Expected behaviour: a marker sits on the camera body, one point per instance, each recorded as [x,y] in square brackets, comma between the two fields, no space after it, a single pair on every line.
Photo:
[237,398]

--

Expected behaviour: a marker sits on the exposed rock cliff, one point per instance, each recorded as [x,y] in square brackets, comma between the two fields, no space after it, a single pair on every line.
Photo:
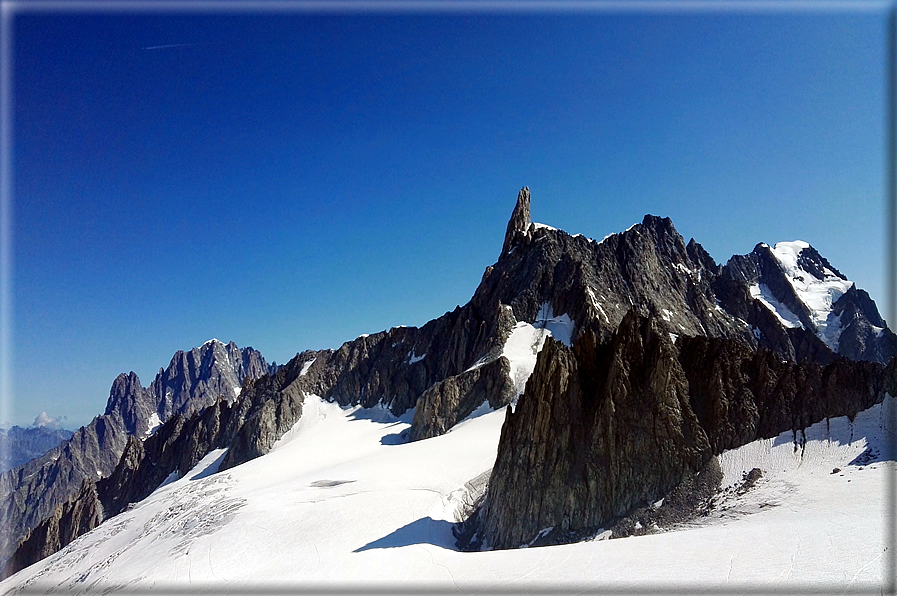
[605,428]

:: Given request ::
Locate each line of the listing above that contains the word "between", treating uppercase and lowercase letters as distinct, and copy every such line in full.

:: Exercise solution ::
Expected behaviour: a marker sits on the camera body, one point per instance, each recorded as [x,y] in square brackets, comma between the two fields, no space after it, a single pair on every line.
Expected behaviour: a marker sits on the exposed rock cliff, one point per instance, each recorded as [x,y] in square brackets, comma between the two fields, no space after it, a single pair on every line.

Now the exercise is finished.